--- REQUIRED TASK ---
Update the lines below by putting "image" wherever "photo" appears, changing nothing else. Leave the pictures out of your answer.

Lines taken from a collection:
* * * * *
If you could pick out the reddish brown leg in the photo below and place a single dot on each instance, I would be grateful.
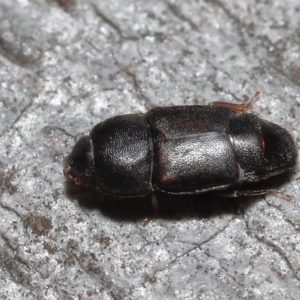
(239, 107)
(247, 193)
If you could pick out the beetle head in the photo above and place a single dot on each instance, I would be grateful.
(79, 164)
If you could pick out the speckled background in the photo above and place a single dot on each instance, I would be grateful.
(66, 65)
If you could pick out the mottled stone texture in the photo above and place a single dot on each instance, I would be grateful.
(66, 65)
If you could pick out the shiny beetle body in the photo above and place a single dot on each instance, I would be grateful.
(181, 150)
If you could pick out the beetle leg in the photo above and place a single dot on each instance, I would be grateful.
(154, 204)
(239, 107)
(247, 193)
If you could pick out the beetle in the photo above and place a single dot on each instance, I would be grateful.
(182, 150)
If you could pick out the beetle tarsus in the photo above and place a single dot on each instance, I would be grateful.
(154, 204)
(244, 107)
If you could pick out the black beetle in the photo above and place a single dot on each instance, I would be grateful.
(182, 150)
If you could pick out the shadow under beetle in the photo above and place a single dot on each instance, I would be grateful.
(182, 150)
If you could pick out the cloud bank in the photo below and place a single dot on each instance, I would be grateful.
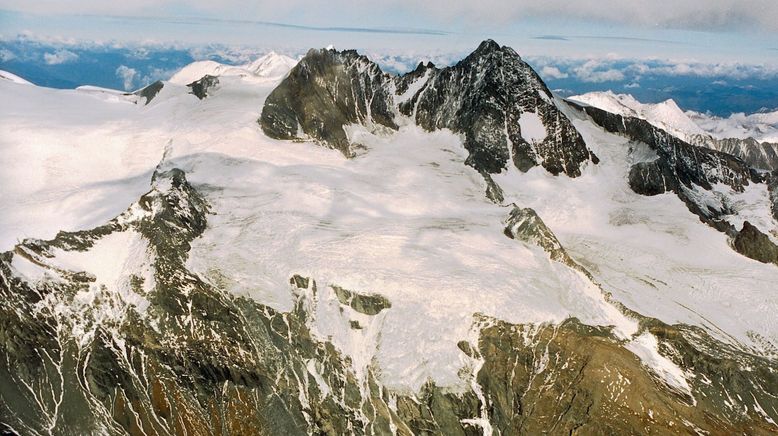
(680, 14)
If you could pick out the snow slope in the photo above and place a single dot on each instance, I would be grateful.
(268, 68)
(5, 75)
(406, 219)
(665, 115)
(685, 124)
(761, 126)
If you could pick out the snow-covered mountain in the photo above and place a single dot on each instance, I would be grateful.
(270, 67)
(322, 248)
(762, 126)
(665, 115)
(753, 138)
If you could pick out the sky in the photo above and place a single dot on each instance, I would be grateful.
(695, 51)
(704, 30)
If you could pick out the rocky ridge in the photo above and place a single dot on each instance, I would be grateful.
(484, 98)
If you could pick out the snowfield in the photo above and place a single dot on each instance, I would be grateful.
(406, 219)
(762, 126)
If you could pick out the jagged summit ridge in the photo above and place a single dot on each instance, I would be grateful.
(499, 105)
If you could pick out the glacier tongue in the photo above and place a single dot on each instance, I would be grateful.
(283, 285)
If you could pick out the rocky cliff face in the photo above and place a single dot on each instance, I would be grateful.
(759, 155)
(677, 166)
(327, 91)
(488, 98)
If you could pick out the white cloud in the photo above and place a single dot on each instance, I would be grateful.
(596, 71)
(61, 56)
(128, 75)
(687, 14)
(6, 55)
(550, 72)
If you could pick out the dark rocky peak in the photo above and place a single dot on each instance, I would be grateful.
(404, 82)
(150, 91)
(483, 97)
(687, 170)
(326, 91)
(751, 242)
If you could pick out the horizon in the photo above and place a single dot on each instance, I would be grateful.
(720, 61)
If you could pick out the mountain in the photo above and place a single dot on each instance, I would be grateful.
(270, 67)
(336, 250)
(747, 137)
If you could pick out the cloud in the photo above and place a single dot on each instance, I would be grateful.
(61, 56)
(128, 75)
(686, 14)
(594, 71)
(6, 55)
(549, 72)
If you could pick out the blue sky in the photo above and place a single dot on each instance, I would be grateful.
(709, 55)
(703, 30)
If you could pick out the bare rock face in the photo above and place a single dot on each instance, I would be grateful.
(482, 97)
(151, 91)
(751, 242)
(324, 92)
(202, 86)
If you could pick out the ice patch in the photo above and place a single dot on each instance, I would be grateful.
(646, 348)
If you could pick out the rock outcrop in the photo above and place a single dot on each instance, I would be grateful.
(687, 170)
(484, 98)
(149, 92)
(202, 86)
(751, 242)
(169, 353)
(325, 92)
(759, 155)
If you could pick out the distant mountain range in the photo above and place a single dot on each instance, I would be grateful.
(317, 246)
(753, 138)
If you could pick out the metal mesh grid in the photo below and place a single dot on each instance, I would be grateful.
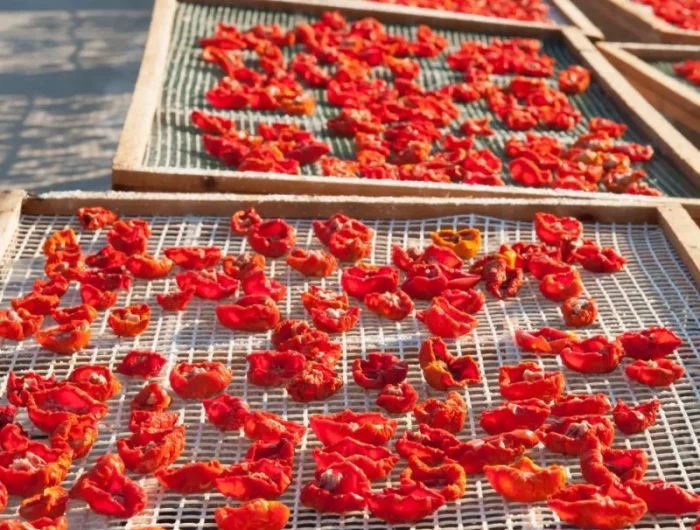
* * * * *
--- RESPONSE ---
If you could pick out the reddish brown leg in the image below and place a single dot on each instance, I would be grateful.
(239, 107)
(247, 193)
If you could pick out the beetle head in the image above and place a single dot on each instance, I would be grateful.
(79, 164)
If you could pick out the speckled background in the image above and place a single dot on each instance, I would be grateful.
(66, 65)
If you could pick out the mottled stone texture in the image above and place a single dot on each instance, I would be grateful.
(66, 65)
If you could pick out the shiny beetle body in the image above and place a single dot on each instance, I would be grateful.
(181, 150)
If you could pick out the beetle leg in the image above and place a single dot on each instance, I would be grateful.
(154, 204)
(239, 107)
(247, 193)
If you could pick out the beetle in the image above and place a single dot on each instance, I would be grateful.
(182, 150)
If you could pick out the beetle tarsus in the image above and place a single dot on each instance, I would be grateful.
(154, 204)
(244, 107)
If you could pick out the black beetle in the image above and place a single dot on each instance, I would be grateful.
(182, 150)
If you could pick out the shadow under beetle in the image above and place a single dot on each instance, I would be grateful.
(182, 150)
If you could pick out the cloud bank in the image below and place a single dot on each instance, I would be grateful.
(680, 14)
If you could pick out the snow slope in the image above and place a single dot on each instance, I would be grateful.
(268, 68)
(5, 75)
(406, 219)
(665, 115)
(685, 124)
(761, 126)
If you could pick out the snow-covered mountain in the image above and place a single dot on each instance, I would be grateful.
(270, 67)
(322, 248)
(762, 126)
(665, 115)
(753, 138)
If you could pick out the sky in the image above and place a single dot on each instance, I would be grateful.
(695, 51)
(704, 30)
If you could pick out the rocky ridge in the image above and place a single dot on each instance, I would be grateful.
(484, 98)
If you could pick out the snowfield in the image above and place a single dot on each instance, I would be grateful.
(406, 219)
(762, 126)
If you could pick out the jagged summit ridge in the image above and place a single dot on each instance, I would be grateful.
(499, 105)
If you could pick out the glacier tongue in the image above and place a single dot on each instance, I would be grateful.
(283, 285)
If you could pick out the rocky cliff face in the image above and place a single dot on each instance, I would be grateful.
(759, 155)
(677, 166)
(327, 91)
(488, 98)
If you could pick out the white cloud in the image above and place a single dot on each instance, I would be grateful.
(596, 71)
(61, 56)
(128, 75)
(687, 14)
(6, 55)
(550, 72)
If you could pick out the dark rocky peak in the image above and place a single dot on each instance, I would be grateful.
(404, 82)
(150, 91)
(483, 97)
(687, 170)
(326, 91)
(751, 242)
If you could pick out the horizon in the image above and place a single dot on each instance, I would be grateful.
(720, 61)
If you could pick out the mountain in the image above and place a single dot on each instance, I would be grateful.
(270, 67)
(336, 250)
(747, 137)
If you could pick out the cloud in the image above and place a single dot on each instance, I would be grateful.
(61, 56)
(128, 75)
(686, 14)
(594, 71)
(6, 55)
(549, 72)
If you could pick out the blue sky in the image above and place a single dot on each instance, I would be grateful.
(709, 55)
(703, 30)
If you could pick out the bare rock face in the image above and place a single dot on each instance, I would be grateful.
(482, 97)
(151, 91)
(751, 242)
(324, 92)
(202, 86)
If you could pick out the ice patch in the image above and place a single dot on each instance, I would be grateful.
(646, 348)
If you could pick out the rock outcrop in the image above and place a single dot on each instance, I would be grateful.
(687, 170)
(484, 98)
(149, 92)
(202, 86)
(751, 242)
(169, 353)
(325, 92)
(759, 155)
If you could pick out the distant mountain range in the image above and place a single dot on each instance, I would be grateful.
(317, 246)
(753, 138)
If you could pick out the metal mesh grid in the image below and place a single dot on each instance, I would be grateful.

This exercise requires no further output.